Items from a dataset

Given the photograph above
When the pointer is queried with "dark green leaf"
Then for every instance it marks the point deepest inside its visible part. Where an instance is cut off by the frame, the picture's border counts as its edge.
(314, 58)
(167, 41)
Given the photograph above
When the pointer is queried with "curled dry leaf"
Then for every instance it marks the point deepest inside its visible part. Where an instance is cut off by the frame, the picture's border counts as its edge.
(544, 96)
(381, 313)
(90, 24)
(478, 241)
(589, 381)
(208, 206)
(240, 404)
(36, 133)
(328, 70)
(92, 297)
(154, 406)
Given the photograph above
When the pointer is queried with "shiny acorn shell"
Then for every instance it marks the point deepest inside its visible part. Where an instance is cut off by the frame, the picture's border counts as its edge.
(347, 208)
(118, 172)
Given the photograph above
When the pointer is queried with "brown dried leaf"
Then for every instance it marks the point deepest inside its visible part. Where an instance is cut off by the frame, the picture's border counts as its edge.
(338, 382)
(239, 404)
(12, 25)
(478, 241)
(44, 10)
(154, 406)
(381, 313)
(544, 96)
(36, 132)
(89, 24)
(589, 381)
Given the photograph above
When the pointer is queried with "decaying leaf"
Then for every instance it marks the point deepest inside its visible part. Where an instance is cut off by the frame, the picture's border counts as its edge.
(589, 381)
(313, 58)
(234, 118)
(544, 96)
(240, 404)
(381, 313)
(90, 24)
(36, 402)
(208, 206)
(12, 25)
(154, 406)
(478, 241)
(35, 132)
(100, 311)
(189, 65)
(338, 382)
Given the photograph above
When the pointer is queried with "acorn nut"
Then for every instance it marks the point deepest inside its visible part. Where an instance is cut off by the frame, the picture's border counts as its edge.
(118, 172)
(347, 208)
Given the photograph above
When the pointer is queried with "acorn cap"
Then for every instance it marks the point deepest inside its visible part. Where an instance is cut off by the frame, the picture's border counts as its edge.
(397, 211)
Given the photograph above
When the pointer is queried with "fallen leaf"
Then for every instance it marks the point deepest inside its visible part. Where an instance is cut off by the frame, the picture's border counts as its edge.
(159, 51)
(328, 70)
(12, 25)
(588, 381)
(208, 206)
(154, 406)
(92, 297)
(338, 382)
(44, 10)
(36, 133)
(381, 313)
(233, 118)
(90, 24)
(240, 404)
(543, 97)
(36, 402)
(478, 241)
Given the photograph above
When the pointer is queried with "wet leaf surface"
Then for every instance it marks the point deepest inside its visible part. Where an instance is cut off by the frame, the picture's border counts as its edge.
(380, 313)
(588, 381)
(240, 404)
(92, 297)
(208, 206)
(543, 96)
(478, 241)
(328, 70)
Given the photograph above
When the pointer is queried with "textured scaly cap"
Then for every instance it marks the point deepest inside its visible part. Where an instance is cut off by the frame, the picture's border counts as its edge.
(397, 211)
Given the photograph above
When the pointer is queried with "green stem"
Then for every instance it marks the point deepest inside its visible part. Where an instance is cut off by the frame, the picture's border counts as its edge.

▶ **DIRECTIONS**
From the entries above, copy every line that holds the word "leaf".

▶ **TASK RESPONSE**
When the pointer is queried with "dark green leaf"
When the pointer is queried with "curled dry leaf"
When the pointer is queried with "brown dried leaf"
When the pointer is queried with "decaying leaf"
When the pointer is queried with "fallen leaf"
When the pointer is queried with "wet leaf surface"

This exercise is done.